=== DATA IN THIS EXERCISE ===

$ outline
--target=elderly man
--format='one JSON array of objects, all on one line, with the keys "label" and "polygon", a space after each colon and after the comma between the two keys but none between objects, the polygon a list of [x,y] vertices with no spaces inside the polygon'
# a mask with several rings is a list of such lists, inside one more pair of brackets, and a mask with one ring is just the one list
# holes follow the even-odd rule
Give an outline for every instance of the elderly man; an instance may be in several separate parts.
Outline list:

===

> [WHAT IS ASKED] Present the lines above as a numbered list, omitting any blank lines.

> [EXPECTED OUTPUT]
1. $ outline
2. --target=elderly man
3. --format='one JSON array of objects, all on one line, with the keys "label" and "polygon", a space after each colon and after the comma between the two keys but none between objects, the polygon a list of [x,y] vertices with no spaces inside the polygon'
4. # a mask with several rings is a list of such lists, inside one more pair of brackets, and a mask with one ring is just the one list
5. # holes follow the even-odd rule
6. Give an outline for every instance of the elderly man; an instance may be in several separate parts.
7. Outline list:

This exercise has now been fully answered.